> Set task 1
Reproduce the records verbatim, starting at the line that contains "the snow-covered fence" and ending at the final line of the records.

Thursday, December 21, 2006

The Confession

Christmas - An Alternative view.


You know it's that time of the year again when suddenly everyones spirits seem lifted. There's lights on houses and front gardens are decorated, some nicely, and some like random droppings of horse shit. There's two houses not far from me, like 2 minutes walk, but the opposite direction. If you turn left when you exit my house you'll see a neatly decorated house with even fairy lights. It's tasteful, despite my distaste for Christmas (see later paragraphs). However, if you take a right upon exiting my lair, walk for two minutes, you will come across something that looks like the North Pole has been raided by those aboard the Black Pearl. While Donna Hay goes for 'quick and simple' these people have gone for a 'lets get as much shit and throw it in our front yard so that passers by have a psychotic epileptic attack when they see the bright flashing lights.'


You may have noticed I hold quite a negative view of the whole 'season to be jolly'. The simple truth is, I do.
The over-commercialised nature of the whole thing just shits me, and of course the Church loves it because it makes most of Australia look like they're celebrating whatever Christmas celebrates. You can me ignorant, I'm guessing it's the birth of Christ whoever he was. I think I read about it in the Da Vinci Code.

> Set task 2
Transcribe the Christmas post word for word, starting at "The over-commercialised nature" and ending at "Da Vinci Code.".

> Exercise data

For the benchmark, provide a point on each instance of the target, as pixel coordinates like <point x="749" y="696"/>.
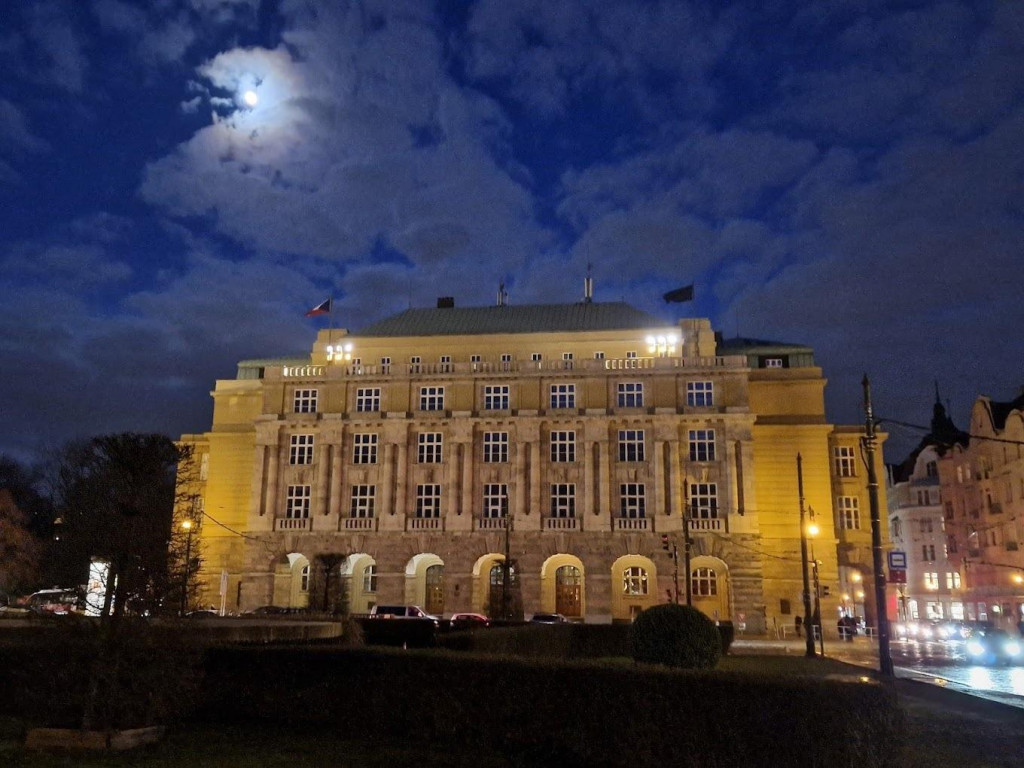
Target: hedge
<point x="547" y="712"/>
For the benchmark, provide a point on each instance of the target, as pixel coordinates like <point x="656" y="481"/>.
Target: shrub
<point x="676" y="636"/>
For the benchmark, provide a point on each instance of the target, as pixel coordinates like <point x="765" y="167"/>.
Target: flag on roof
<point x="680" y="294"/>
<point x="323" y="308"/>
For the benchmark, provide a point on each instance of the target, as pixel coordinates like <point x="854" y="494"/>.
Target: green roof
<point x="529" y="318"/>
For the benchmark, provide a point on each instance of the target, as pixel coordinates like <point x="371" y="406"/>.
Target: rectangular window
<point x="431" y="398"/>
<point x="496" y="448"/>
<point x="365" y="448"/>
<point x="428" y="500"/>
<point x="368" y="400"/>
<point x="630" y="394"/>
<point x="304" y="400"/>
<point x="429" y="451"/>
<point x="301" y="450"/>
<point x="632" y="500"/>
<point x="699" y="393"/>
<point x="298" y="502"/>
<point x="496" y="397"/>
<point x="701" y="444"/>
<point x="563" y="446"/>
<point x="496" y="500"/>
<point x="846" y="465"/>
<point x="631" y="445"/>
<point x="849" y="512"/>
<point x="363" y="501"/>
<point x="704" y="501"/>
<point x="563" y="500"/>
<point x="562" y="395"/>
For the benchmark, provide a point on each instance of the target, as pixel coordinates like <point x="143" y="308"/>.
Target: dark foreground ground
<point x="945" y="729"/>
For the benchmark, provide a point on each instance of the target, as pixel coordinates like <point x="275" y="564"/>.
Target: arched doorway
<point x="568" y="591"/>
<point x="434" y="590"/>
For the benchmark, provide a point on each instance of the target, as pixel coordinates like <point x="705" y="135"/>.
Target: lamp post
<point x="808" y="625"/>
<point x="186" y="525"/>
<point x="813" y="530"/>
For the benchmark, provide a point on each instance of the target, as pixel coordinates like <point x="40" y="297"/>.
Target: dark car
<point x="549" y="619"/>
<point x="992" y="646"/>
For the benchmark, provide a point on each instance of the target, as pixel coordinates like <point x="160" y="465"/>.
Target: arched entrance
<point x="425" y="583"/>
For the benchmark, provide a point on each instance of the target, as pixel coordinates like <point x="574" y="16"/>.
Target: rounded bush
<point x="676" y="636"/>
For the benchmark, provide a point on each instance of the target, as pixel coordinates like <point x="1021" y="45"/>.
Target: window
<point x="368" y="399"/>
<point x="563" y="446"/>
<point x="496" y="448"/>
<point x="365" y="448"/>
<point x="849" y="512"/>
<point x="431" y="398"/>
<point x="496" y="397"/>
<point x="845" y="463"/>
<point x="304" y="400"/>
<point x="301" y="450"/>
<point x="631" y="445"/>
<point x="630" y="394"/>
<point x="496" y="500"/>
<point x="635" y="581"/>
<point x="370" y="579"/>
<point x="704" y="583"/>
<point x="429" y="451"/>
<point x="563" y="500"/>
<point x="701" y="444"/>
<point x="632" y="501"/>
<point x="363" y="501"/>
<point x="298" y="502"/>
<point x="699" y="393"/>
<point x="704" y="501"/>
<point x="428" y="500"/>
<point x="563" y="395"/>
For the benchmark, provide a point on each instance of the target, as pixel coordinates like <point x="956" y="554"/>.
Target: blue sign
<point x="897" y="560"/>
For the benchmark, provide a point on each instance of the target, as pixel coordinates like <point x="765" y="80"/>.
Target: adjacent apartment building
<point x="419" y="450"/>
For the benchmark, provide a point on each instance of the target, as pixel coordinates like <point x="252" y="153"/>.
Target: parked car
<point x="468" y="621"/>
<point x="402" y="611"/>
<point x="549" y="619"/>
<point x="992" y="646"/>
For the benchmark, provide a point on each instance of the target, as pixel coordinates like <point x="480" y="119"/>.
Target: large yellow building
<point x="597" y="428"/>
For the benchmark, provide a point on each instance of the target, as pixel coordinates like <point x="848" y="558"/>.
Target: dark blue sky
<point x="846" y="175"/>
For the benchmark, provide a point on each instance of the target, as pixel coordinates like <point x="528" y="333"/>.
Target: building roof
<point x="529" y="318"/>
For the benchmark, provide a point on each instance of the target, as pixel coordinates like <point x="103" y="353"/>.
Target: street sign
<point x="897" y="560"/>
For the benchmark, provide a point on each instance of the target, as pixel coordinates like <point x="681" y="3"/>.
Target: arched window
<point x="370" y="579"/>
<point x="704" y="583"/>
<point x="635" y="581"/>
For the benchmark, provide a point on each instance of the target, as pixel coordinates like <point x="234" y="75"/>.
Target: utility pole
<point x="808" y="622"/>
<point x="885" y="658"/>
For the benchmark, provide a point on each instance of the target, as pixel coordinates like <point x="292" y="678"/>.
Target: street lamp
<point x="186" y="525"/>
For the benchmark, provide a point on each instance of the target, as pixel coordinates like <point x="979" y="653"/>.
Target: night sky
<point x="847" y="175"/>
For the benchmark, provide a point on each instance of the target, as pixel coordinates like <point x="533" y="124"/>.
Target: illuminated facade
<point x="982" y="482"/>
<point x="594" y="427"/>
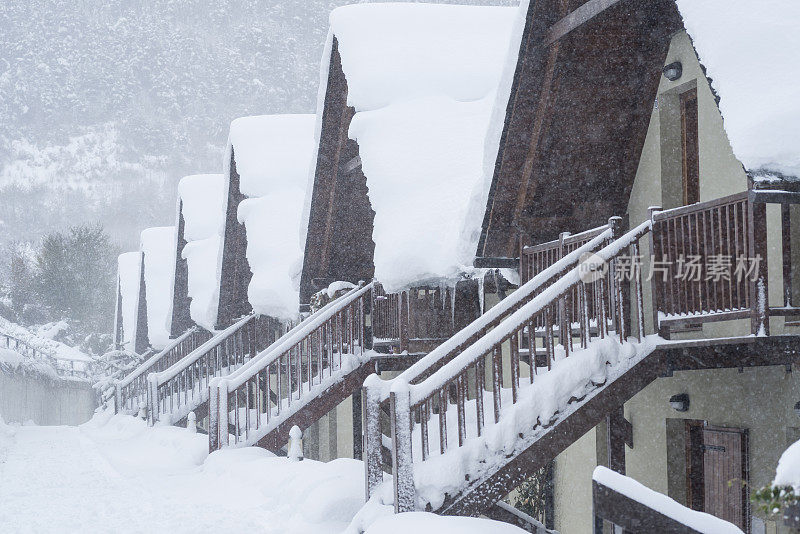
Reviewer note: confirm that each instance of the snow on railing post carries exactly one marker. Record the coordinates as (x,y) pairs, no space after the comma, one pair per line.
(222,414)
(117,398)
(152,399)
(655,295)
(213,416)
(295,453)
(402,460)
(373,460)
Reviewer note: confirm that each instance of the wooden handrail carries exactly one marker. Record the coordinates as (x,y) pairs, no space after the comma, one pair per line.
(377,392)
(130,393)
(294,369)
(182,387)
(450,383)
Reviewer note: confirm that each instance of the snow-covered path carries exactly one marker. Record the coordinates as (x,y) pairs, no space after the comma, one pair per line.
(52,473)
(119,476)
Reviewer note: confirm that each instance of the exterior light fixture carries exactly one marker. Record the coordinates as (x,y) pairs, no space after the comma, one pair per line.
(680,402)
(673,71)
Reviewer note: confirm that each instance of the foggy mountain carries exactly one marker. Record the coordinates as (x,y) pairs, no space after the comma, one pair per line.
(104,105)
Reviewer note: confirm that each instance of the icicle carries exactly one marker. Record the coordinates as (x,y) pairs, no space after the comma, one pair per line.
(295,444)
(453,305)
(481,282)
(191,423)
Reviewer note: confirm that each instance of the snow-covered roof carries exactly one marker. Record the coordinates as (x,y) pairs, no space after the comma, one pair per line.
(203,205)
(203,198)
(273,154)
(422,79)
(788,470)
(750,54)
(158,246)
(129,267)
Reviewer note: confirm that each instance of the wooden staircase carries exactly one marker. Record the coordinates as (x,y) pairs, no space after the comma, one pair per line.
(485,438)
(182,387)
(300,378)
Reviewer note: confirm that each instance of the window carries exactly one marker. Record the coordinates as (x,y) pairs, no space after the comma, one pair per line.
(691,147)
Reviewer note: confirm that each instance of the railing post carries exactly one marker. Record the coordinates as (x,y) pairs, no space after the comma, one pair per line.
(402,461)
(655,296)
(117,398)
(152,399)
(213,416)
(373,460)
(564,329)
(621,315)
(757,250)
(637,282)
(404,319)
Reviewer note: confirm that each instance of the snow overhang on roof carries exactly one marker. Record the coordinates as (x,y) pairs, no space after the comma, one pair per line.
(158,246)
(273,154)
(422,79)
(750,53)
(203,206)
(129,266)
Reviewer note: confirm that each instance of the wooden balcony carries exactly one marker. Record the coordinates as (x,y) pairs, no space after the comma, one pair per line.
(707,262)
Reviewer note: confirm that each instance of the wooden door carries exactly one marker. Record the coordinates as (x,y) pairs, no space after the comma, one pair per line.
(724,474)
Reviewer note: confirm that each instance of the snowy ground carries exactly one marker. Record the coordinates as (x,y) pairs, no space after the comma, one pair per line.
(114,474)
(118,476)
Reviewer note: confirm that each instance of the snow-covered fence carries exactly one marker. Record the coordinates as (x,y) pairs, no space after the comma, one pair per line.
(131,392)
(64,367)
(45,400)
(414,407)
(183,387)
(259,398)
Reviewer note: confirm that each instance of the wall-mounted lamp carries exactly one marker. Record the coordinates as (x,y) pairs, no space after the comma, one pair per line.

> Result 1
Reviewer note: confirm that each instance of the snow-covered fence carries exactly one marker. Record the coordinates as (x,y) pairs, no space after the comma, one pair per line.
(131,392)
(64,367)
(45,400)
(414,407)
(183,387)
(259,398)
Reviewer note: confirm that each instance of the wall-mounted lamp carries exactly one marker. Record the coordinates as (x,y) pairs, no space after the comma, one pair per line.

> Result 2
The over-commercialised nature of the whole thing just shits me, and of course the Church loves it because it makes most of Australia look like they're celebrating whatever Christmas celebrates. You can me ignorant, I'm guessing it's the birth of Christ whoever he was. I think I read about it in the Da Vinci Code.